* **THE DATA**:

☆ ☆ ☆ ☆

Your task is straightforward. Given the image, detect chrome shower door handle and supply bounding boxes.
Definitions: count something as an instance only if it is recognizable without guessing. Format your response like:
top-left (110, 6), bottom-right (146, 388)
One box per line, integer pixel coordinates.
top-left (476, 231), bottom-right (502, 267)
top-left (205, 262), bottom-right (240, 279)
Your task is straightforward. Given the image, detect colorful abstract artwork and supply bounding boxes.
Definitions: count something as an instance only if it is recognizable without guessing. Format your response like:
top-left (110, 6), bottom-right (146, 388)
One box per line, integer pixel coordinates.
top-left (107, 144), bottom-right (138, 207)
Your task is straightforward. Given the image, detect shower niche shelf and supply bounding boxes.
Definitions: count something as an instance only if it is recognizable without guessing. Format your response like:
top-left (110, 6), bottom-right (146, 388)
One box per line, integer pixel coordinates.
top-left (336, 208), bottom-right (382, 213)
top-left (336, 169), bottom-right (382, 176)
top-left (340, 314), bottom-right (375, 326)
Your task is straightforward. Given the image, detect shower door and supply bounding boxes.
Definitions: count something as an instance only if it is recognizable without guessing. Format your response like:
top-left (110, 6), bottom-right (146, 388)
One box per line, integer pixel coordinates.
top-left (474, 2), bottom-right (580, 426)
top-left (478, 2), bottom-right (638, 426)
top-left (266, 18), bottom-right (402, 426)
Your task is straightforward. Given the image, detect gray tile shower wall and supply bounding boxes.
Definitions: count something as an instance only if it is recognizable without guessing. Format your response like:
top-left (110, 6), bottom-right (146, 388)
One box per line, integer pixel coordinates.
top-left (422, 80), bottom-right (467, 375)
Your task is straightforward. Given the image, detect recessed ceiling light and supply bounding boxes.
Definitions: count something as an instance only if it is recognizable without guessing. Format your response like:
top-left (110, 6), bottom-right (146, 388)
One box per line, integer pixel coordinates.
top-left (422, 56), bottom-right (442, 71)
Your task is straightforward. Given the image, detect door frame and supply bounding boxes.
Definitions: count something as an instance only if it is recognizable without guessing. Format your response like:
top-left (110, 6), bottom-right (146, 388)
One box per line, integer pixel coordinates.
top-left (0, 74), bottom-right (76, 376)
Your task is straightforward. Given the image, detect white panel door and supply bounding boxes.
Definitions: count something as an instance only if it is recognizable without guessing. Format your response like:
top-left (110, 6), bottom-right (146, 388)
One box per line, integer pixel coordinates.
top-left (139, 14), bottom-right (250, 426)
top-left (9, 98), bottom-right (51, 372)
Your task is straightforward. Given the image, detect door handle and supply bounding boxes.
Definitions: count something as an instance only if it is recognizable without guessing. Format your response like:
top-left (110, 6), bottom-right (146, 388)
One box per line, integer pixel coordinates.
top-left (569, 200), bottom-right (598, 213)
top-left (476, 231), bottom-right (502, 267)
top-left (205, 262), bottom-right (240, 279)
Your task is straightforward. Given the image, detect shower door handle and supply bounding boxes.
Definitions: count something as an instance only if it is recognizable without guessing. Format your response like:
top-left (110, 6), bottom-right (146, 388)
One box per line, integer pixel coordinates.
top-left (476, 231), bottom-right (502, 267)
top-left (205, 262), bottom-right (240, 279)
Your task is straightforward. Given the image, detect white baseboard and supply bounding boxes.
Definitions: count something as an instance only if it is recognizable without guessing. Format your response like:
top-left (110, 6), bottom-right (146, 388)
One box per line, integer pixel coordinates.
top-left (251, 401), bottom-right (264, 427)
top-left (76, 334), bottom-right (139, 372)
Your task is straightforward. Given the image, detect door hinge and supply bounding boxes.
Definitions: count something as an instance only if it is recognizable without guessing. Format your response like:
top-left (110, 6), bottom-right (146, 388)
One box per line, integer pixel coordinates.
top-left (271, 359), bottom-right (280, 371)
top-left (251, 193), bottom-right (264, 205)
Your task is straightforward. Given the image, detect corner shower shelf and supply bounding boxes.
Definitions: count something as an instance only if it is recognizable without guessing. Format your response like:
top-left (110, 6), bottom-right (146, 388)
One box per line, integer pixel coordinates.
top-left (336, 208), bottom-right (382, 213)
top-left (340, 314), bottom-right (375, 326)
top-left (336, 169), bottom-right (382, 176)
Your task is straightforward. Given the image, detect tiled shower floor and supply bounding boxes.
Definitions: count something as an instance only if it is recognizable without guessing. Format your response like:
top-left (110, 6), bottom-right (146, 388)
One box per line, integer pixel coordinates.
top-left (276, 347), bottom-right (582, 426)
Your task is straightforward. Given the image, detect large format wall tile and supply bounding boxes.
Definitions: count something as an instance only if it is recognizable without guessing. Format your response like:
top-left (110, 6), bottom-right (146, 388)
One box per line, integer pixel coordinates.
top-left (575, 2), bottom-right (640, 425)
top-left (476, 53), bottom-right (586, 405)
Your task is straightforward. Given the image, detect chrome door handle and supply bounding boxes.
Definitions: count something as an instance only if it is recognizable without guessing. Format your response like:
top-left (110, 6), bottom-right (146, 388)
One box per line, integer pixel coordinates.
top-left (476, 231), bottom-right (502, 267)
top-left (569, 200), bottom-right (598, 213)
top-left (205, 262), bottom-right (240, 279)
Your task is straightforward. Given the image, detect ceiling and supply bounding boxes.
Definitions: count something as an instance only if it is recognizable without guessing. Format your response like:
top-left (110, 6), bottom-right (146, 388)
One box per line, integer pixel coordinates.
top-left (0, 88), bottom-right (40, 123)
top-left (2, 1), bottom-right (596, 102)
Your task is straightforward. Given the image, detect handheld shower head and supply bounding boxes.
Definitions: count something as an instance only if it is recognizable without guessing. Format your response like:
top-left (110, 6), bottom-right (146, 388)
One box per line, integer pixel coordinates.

☆ ☆ ☆ ☆

* **EXERCISE REQUIREMENTS**:
Rewrite the records from the line with "Your task is straightforward. Given the image, detect tiled" up to and including the line with "top-left (476, 53), bottom-right (586, 405)", scaling every returned box coordinate by 1.45 and rounding to whole numbers, with halves rounded up. Copy all other lines unchanged, including the sample line "top-left (110, 6), bottom-right (146, 388)".

* **ANSWER**:
Your task is straightforward. Given the image, detect tiled shower floor and supply bounding boxes.
Definitions: count something as an instance only if it is recognizable without guessing. Format your response like:
top-left (110, 6), bottom-right (146, 388)
One box per line, integer pixel coordinates.
top-left (400, 503), bottom-right (844, 618)
Your task is straightforward. Given the image, detect large format wall tile and supply bounding boxes.
Definitions: count something as an instance only if it is recognizable without guessing. Format your response like:
top-left (110, 6), bottom-right (146, 388)
One box per line, integer pixel coordinates.
top-left (834, 3), bottom-right (928, 616)
top-left (690, 77), bottom-right (850, 587)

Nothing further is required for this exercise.